Stored data entries
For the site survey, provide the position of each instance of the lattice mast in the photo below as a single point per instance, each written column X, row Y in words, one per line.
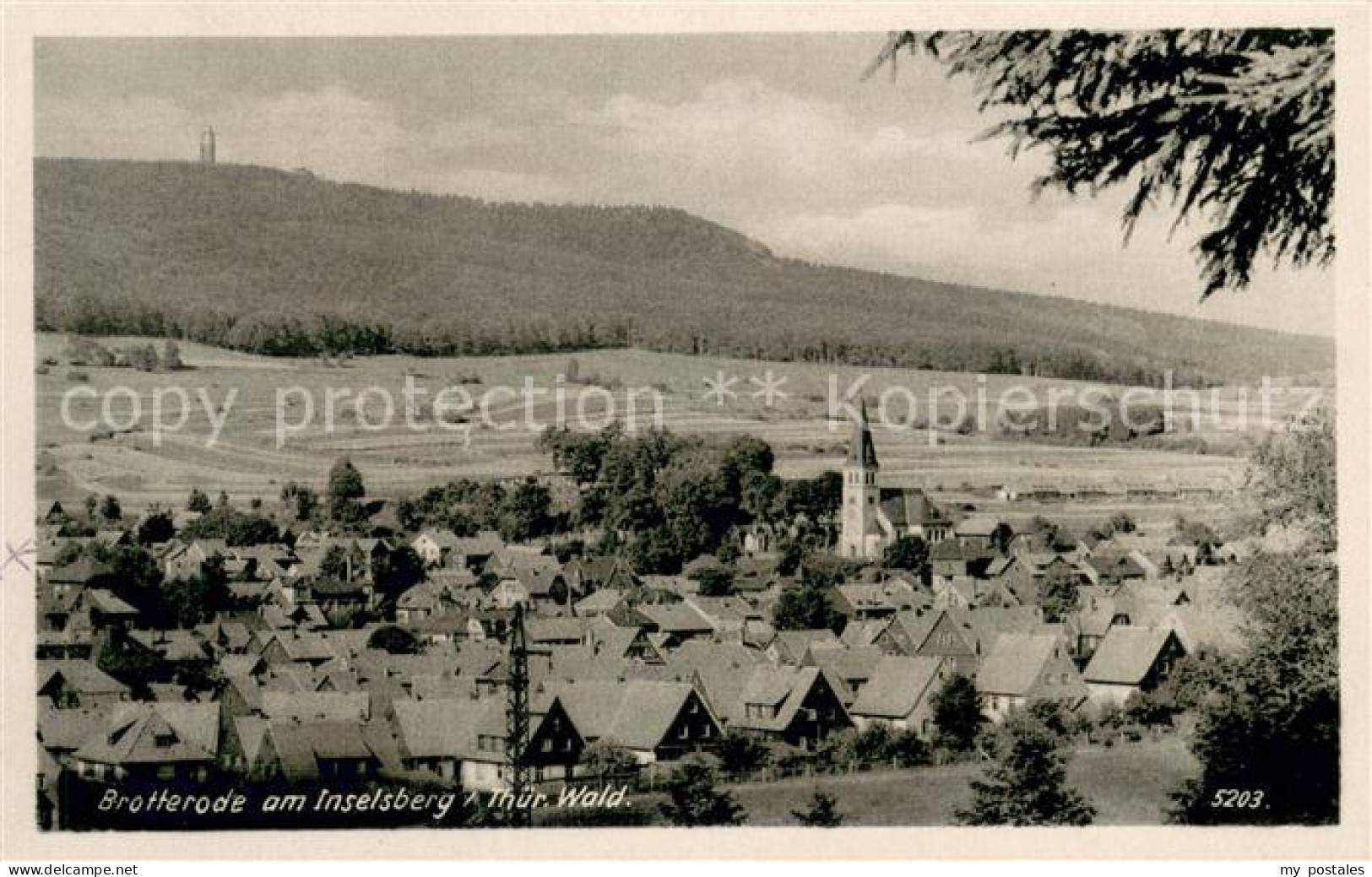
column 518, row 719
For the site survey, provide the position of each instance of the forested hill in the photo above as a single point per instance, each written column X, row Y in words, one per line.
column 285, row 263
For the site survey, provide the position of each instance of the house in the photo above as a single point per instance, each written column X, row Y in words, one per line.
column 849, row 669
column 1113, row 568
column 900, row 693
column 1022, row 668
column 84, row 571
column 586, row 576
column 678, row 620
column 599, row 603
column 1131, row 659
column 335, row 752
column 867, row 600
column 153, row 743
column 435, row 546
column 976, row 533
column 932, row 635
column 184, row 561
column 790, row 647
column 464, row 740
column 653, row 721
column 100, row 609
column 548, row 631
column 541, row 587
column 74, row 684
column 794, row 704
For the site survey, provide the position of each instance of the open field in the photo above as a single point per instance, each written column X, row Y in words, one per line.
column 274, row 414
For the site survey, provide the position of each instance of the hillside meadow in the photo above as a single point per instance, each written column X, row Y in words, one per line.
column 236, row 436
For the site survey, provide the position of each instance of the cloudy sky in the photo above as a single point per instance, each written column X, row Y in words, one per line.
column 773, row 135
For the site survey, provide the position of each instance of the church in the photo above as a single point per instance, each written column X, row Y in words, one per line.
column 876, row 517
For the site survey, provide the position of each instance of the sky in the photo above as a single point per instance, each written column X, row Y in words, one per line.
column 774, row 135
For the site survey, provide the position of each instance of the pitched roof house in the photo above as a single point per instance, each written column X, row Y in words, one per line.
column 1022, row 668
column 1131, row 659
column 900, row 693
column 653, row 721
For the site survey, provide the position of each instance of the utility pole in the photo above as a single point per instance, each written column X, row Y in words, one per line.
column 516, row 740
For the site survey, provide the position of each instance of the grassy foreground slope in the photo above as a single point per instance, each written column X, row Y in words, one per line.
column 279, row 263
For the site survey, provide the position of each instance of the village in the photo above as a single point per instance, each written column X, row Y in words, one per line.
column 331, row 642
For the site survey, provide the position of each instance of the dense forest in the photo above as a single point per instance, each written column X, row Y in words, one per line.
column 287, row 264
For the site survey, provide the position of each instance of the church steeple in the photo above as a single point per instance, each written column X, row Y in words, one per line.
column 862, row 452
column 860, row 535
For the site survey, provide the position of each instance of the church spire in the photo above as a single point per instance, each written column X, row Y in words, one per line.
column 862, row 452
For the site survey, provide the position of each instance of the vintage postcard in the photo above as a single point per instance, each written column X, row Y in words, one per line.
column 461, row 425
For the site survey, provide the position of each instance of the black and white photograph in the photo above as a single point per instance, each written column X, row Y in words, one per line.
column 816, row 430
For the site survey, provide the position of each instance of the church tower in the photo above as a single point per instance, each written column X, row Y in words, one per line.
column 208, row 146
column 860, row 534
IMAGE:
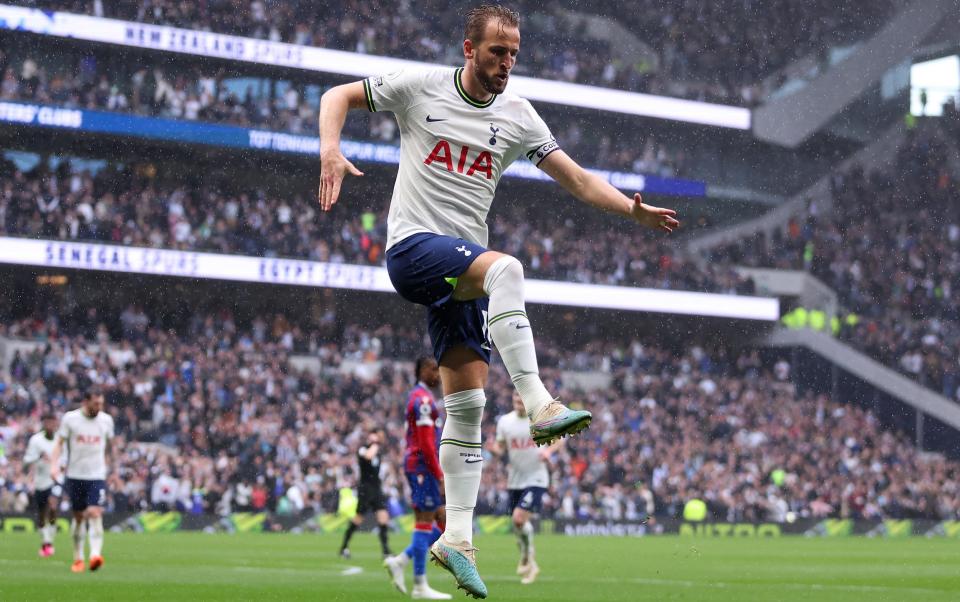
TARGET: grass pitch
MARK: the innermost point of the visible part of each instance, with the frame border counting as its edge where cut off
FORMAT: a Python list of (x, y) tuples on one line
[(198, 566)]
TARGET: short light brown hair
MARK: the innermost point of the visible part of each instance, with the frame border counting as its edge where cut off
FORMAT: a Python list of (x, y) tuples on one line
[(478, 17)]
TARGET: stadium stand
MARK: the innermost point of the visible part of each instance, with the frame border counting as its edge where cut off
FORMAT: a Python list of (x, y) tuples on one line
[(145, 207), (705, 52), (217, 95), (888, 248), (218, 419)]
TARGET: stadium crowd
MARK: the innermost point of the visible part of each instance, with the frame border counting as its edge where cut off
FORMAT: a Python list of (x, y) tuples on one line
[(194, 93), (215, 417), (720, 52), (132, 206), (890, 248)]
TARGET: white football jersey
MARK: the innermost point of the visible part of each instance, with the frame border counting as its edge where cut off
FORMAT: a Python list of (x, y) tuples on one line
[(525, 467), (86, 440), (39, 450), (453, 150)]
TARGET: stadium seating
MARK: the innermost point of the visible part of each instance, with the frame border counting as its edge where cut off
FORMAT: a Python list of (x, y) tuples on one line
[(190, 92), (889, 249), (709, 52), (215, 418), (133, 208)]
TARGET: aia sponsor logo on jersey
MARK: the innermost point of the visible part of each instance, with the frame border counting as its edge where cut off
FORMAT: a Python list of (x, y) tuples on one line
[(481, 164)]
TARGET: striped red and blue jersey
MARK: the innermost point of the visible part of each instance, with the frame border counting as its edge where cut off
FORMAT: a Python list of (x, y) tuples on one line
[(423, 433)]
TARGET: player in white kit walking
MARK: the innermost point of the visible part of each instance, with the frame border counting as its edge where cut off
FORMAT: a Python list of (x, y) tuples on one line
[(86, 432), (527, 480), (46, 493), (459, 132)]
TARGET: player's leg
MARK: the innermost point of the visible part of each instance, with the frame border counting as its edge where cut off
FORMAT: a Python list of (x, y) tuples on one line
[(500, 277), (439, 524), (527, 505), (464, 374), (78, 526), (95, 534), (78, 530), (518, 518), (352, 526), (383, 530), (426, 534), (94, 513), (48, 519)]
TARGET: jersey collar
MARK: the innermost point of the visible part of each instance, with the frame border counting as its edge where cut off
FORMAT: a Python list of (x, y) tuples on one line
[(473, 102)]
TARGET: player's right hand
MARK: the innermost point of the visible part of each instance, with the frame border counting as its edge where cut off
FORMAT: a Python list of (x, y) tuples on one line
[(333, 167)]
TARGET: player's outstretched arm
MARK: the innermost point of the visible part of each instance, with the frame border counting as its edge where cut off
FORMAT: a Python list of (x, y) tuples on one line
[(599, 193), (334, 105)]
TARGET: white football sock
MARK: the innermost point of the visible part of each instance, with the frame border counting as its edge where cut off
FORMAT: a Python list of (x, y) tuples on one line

GOAL OF THE EXERCISE.
Write out every one of the records above, word for word, leaving the pictures out.

RESPONSE TO THE EXERCISE.
For the site survey, provide the position of each instance of the lattice mast in the photo below as a single point per instance, each written column X, row Y in words, one per line.
column 518, row 719
For the site survey, provide the position of each instance of the forested hill in the photo above as a single point per instance, each written column X, row Y in words, one per line.
column 285, row 263
For the site survey, provide the position of each instance of the house in the photo above as a single point per instance, each written column X, row Y in words, one per line.
column 849, row 669
column 1113, row 568
column 900, row 693
column 1022, row 668
column 84, row 571
column 586, row 576
column 678, row 620
column 599, row 603
column 1131, row 659
column 335, row 752
column 867, row 600
column 153, row 743
column 435, row 546
column 976, row 533
column 932, row 635
column 184, row 561
column 790, row 647
column 464, row 740
column 653, row 721
column 100, row 609
column 548, row 631
column 541, row 587
column 74, row 684
column 794, row 704
For the site survey, provide the position of each instance of the open field in the photo above as a single point per instance, each written column X, row Y in words, one per line.
column 274, row 414
For the site survey, provide the position of each instance of the hillside meadow in the photo above as a single point per instance, each written column X, row Y in words, one per line.
column 236, row 436
For the site survey, provide the position of each instance of the cloudy sky in the photo above as a single point per instance, each written column X, row Y in words, one per line.
column 773, row 135
For the site survey, provide the position of each instance of the church in the photo above as a single point per instance, each written column X, row Y in words, one per line.
column 876, row 517
For the site survey, provide the position of each instance of the sky in the photo above as a single point per instance, each written column X, row Y in words, one per line.
column 774, row 135
For the site survey, provide the position of each instance of the pitched roof house in the photo above as a single point per instance, each written column X, row Y in words, one per line.
column 1022, row 668
column 1131, row 659
column 900, row 693
column 653, row 721
For the site survey, provide the position of each instance of the utility pole in the photo above as a single point per instance, each written column X, row Y in words, one per line.
column 516, row 740
For the site survey, provide the position of each instance of the grassy foreground slope in the photo above as a single point per instance, each written column X, row Y in words, one per line.
column 279, row 263
For the site survey, provide the position of each instance of the village in the photo above as a single point per instance, each written column X, row Y in words, one per line.
column 331, row 642
For the site survey, provide the position of each instance of the dense forest in the photo above as a single point per instance, each written column X, row Y in words, one per line.
column 287, row 264
For the site survey, provide the position of each instance of the church steeple in the photo above as a single point per instance, each written column X, row Y in words, one per line.
column 862, row 452
column 860, row 535
For the site survey, provide the position of each instance of the church spire in the photo above as a single point per instance, each written column X, row Y in words, one per line.
column 862, row 452
For the site survey, provide the position of each instance of the vintage postcard in the photo above as a single point per instance, each written column X, row Y in words, one per line.
column 461, row 425
For the site survey, provide the position of each instance of the black and white photograph in the photo above as a single point per instance, each written column X, row Y in words, one per line.
column 816, row 430
For the site survey, provide the position of each instance of the church tower in the photo above as a single point per instance, each written column X, row Y in words, one per line.
column 208, row 146
column 860, row 534
IMAGE:
TARGET: grass pitch
MARK: the innermost point of the visible part of each instance, with the frame border counting as its edge where cut off
FORMAT: a Python list of (x, y) tuples on one line
[(198, 566)]
TARGET: short light brown hair
MARK: the innermost point of the visible part of each instance, with the frame border counting as its edge where cut off
FORMAT: a Python list of (x, y) tuples on one line
[(478, 17)]
TARGET: stadium stand
MARK: the innermost point of the visible part of each instance, with the frame border counting as its edge where cut off
FORMAT: a Python list of (x, y) tuples on one line
[(145, 207), (705, 52), (217, 95), (888, 248), (218, 419)]
TARGET: stadium crowd
MARK: the innermost point of the visible part of each instance, with the frame border counting as its edge where cut off
FORMAT: a Python list of (x, y) tuples on one line
[(194, 93), (215, 417), (720, 52), (132, 206), (890, 248)]
TARGET: white football jersey
MARK: the innermost point of the visible part of each instance, with the frame border counting as its edge where cut off
FORMAT: a Python list of (x, y) tuples on one line
[(525, 467), (86, 440), (39, 450), (453, 150)]
TARGET: stadium seating
MARK: the innermost point of the visible part of each instance, with the frame border counting as its edge where cut off
FORMAT: a Python list of (x, y) tuples on one line
[(190, 92), (889, 249), (709, 52), (215, 418), (133, 208)]
TARGET: aia sponsor logo on jersey
MARK: the innermost point of the visible part of each instance, with the frame border counting as its edge where cut off
FORMAT: a Python list of (x, y) tuples on one line
[(481, 164)]
TARGET: striped red and blue jersey
MARK: the innermost point of the visible part of each instance, with the frame border counting as its edge where cut off
FORMAT: a Python list of (x, y) tuples on one line
[(423, 433)]
TARGET: player in white kit walking
MARK: the innermost point of the visible part of each instance, with the frame border counting as its edge where cut off
FORMAT: a Python list of (x, y) tuples on one line
[(86, 432), (527, 480), (46, 493), (459, 132)]
TARGET: player's leg
MARK: the innermost point of the visible part of each instance, with the frame border counting as its edge where cut off
FORMAT: a Python list of (x, y) tuples on one line
[(500, 277), (439, 524), (527, 505), (464, 374), (78, 526), (95, 534), (78, 530), (518, 518), (352, 526), (383, 530), (426, 534), (94, 513), (48, 519)]
TARGET: jersey collar
MARK: the innermost point of the visible part of each instance, with the frame border counting as its edge where cut off
FORMAT: a Python list of (x, y) tuples on one line
[(473, 102)]
TARGET: player's right hand
MARK: the innermost point of the visible part of each instance, with the frame border counting as its edge where cut off
FORMAT: a Python list of (x, y) tuples on one line
[(333, 167)]
TARGET: player's outstretched arm
MARK: the innermost point of the visible part of each instance, with the frame border counting as its edge where cut off
FORMAT: a Python list of (x, y) tuples on one line
[(599, 193), (334, 105)]
TARGET: white football sock
MARK: the innermost point of the visible part of each instance, with the frame border counting as its edge where cut off
FORMAT: a Python list of (x, y) tuples on one line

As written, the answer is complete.